(Entries from a data collection)
---

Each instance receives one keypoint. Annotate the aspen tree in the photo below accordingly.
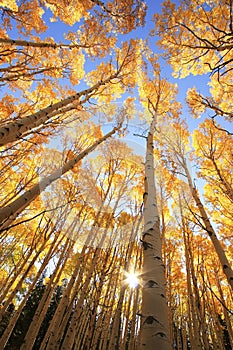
(154, 319)
(10, 212)
(15, 317)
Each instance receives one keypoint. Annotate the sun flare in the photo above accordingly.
(132, 279)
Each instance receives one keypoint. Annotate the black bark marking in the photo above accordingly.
(146, 245)
(157, 258)
(161, 334)
(150, 320)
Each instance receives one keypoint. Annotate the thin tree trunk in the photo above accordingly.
(209, 229)
(11, 211)
(15, 130)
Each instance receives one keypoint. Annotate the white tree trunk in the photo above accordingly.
(154, 319)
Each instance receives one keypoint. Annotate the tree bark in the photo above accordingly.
(11, 211)
(154, 319)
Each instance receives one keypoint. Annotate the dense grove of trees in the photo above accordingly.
(106, 246)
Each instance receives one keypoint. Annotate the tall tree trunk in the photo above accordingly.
(209, 228)
(15, 130)
(154, 320)
(11, 211)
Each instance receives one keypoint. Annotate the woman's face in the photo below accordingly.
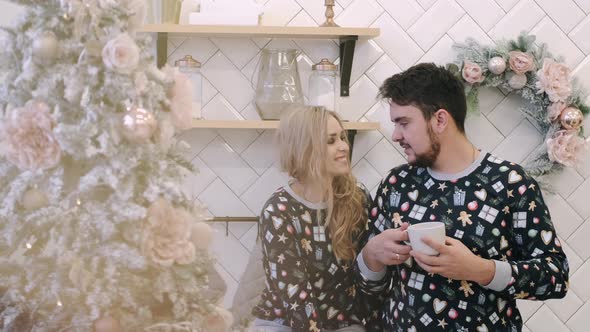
(337, 162)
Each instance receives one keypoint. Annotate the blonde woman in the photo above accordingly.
(310, 229)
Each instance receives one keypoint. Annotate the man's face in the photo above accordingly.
(414, 134)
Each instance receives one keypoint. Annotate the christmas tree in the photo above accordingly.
(95, 232)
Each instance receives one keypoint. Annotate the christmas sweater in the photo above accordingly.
(498, 212)
(307, 288)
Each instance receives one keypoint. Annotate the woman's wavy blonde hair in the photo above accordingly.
(303, 141)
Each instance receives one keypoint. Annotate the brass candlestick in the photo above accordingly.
(329, 14)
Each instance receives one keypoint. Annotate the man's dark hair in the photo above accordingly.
(429, 88)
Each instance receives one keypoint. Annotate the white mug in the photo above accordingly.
(434, 230)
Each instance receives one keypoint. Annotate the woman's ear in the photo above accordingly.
(440, 120)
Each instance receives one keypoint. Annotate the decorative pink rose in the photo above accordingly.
(472, 72)
(181, 98)
(554, 110)
(121, 54)
(553, 79)
(27, 133)
(521, 62)
(167, 236)
(564, 147)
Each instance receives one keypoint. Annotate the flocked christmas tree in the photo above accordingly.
(95, 232)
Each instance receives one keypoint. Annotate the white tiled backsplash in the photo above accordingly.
(237, 168)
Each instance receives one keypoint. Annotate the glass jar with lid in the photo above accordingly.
(324, 85)
(192, 68)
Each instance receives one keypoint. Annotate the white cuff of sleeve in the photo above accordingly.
(502, 276)
(368, 273)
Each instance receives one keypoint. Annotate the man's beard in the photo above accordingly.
(428, 158)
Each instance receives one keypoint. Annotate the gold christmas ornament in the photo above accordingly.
(34, 199)
(497, 65)
(45, 48)
(571, 118)
(138, 125)
(517, 81)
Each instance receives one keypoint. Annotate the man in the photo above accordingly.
(501, 244)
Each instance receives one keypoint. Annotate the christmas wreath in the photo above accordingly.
(555, 102)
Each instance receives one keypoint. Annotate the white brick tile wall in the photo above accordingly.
(404, 12)
(544, 320)
(565, 13)
(467, 28)
(360, 13)
(521, 17)
(579, 321)
(584, 5)
(435, 22)
(485, 12)
(397, 44)
(549, 33)
(579, 35)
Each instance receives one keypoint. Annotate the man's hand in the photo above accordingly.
(387, 248)
(455, 261)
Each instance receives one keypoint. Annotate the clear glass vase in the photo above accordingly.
(163, 11)
(279, 86)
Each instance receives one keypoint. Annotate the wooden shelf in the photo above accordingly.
(346, 36)
(261, 124)
(261, 31)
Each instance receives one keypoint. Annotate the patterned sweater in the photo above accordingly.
(498, 212)
(307, 288)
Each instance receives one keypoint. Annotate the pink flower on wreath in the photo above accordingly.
(27, 133)
(553, 79)
(554, 110)
(167, 236)
(472, 72)
(521, 62)
(564, 147)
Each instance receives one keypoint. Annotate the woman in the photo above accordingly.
(309, 230)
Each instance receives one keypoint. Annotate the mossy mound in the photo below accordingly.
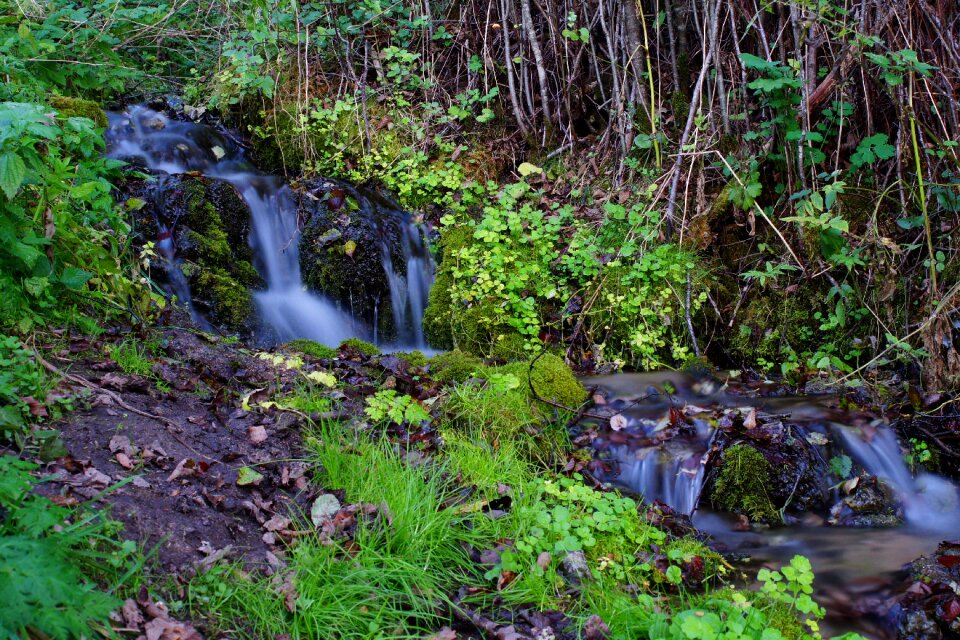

---

- **Problem statement**
Repeat every entry above word for word, leaving out the pictures.

- **Task result**
Each instance receives one keypoint. Annotate the aspen tree in the photo below accordingly.
(154, 319)
(10, 212)
(15, 317)
Each instance receives one keypoint. Annotate the sun flare in the photo above accordingly.
(132, 279)
Each instance receives one keypoint. Annotate the black bark marking in the photo above accordingly.
(146, 245)
(157, 258)
(161, 334)
(150, 320)
Each instance receives one keypoint. Annotate the thin tree trunk in the photo above accordingly.
(209, 229)
(11, 211)
(15, 130)
Each instance receives one keypoint. Annotate the white tree trunk in the photo above accordingly.
(154, 319)
Each instance receives one keypoint. Annotate the tree bark in the photo above accordingly.
(11, 211)
(154, 319)
Each instance receives one keypoint. Annotate the dense grove of trees in the photo above accordingly.
(106, 246)
Each instance receives one keypoint. Annotate the tall tree trunk in the photo above accordingly.
(209, 228)
(15, 130)
(154, 320)
(11, 211)
Each instance receives one keypoint. Annotate the woman's face in the photo below accordingly.
(337, 162)
Each instance receives one keypoint. Annotate the blonde woman in the photo above accordingly.
(310, 229)
Each instance receives one keypoint. Annotate the man's face in the photo above accordingly.
(414, 134)
Each instance receives one keypoint. Annotate the christmas tree in the photo above accordingly.
(95, 232)
Each instance receives one keypoint. Annotate the christmas sweater in the photo above accordingly.
(498, 212)
(307, 288)
Each instance receives one keypoint. Annotate the woman's wavy blonde hair in the photo above accordingly.
(303, 141)
Each instance receives one keypoint. Annotate the brass candlestick in the photo above accordingly.
(329, 14)
Each instance receives one keypoint. Annotate the man's dark hair in the photo above accordingly.
(429, 88)
Each instance receives one keypoint. Annotate the white mug in the photo above accordingly.
(434, 230)
Each instance receives one keypoint. Annotate the woman's ear in the photo above accordingly.
(440, 120)
Each instance receives one keypoint. Annotate the decorative pink rose in the photo above accordingly.
(472, 72)
(181, 98)
(554, 110)
(121, 54)
(553, 79)
(27, 133)
(521, 62)
(167, 236)
(564, 147)
Each instance receives one keypoint. Annotate the flocked christmas tree in the photo above accordingly.
(95, 232)
Each instance receives one keypoint. Annotate the white tiled backsplash in the photo above accordingly.
(237, 168)
Each instance receives one keypoint. Annotate the glass jar with lid in the photo above accordingly.
(324, 85)
(192, 68)
Each instance receives one keypoint. Annotate the white cuff of sleeve in the photo above accordingly.
(502, 276)
(368, 273)
Each instance receives one keypoint. Annotate the man's beard in the photo above accordingly.
(428, 158)
Each instance receives one keypoint. Annotate the gold christmas ornament in the photo above accordingly.
(34, 199)
(497, 65)
(45, 48)
(571, 118)
(138, 125)
(517, 81)
Each instance receives one keypoint. Annotate the man in the photo above accordingly.
(501, 244)
Each instance receives one keypoint. Annotate the christmas wreath in the photo above accordingly.
(555, 102)
Each instance receives one keypoint. Annotate the white brick tile wall in the photo above accordingly.
(404, 12)
(544, 320)
(565, 13)
(467, 28)
(360, 13)
(521, 17)
(579, 321)
(584, 5)
(435, 22)
(485, 12)
(397, 44)
(549, 33)
(579, 35)
Each instance receives one keypoint. Annotate the man's hand in the photo above accordingly.
(387, 248)
(455, 261)
Each instance receives one keypoint. Annotate the clear glass vase in the photo above accordingly.
(163, 11)
(279, 86)
Each instance receives one keypoint. Annotate the wooden shelf in the photo above accordingly.
(346, 36)
(261, 124)
(261, 31)
Each instance receives one keypoint. Annotate the patterned sweater in the photo above accordingly.
(498, 212)
(307, 288)
Each instance receives one keypoint. Annotate the pink flower on wreath in the photo above accordingly.
(27, 133)
(553, 79)
(554, 110)
(167, 236)
(472, 72)
(521, 62)
(564, 147)
Each instance receives one keypoint. Annotate the woman in the photo above accordingly.
(309, 230)
Each instance receives one keypoint. Annotate the mossy mound in the photo below accordingly.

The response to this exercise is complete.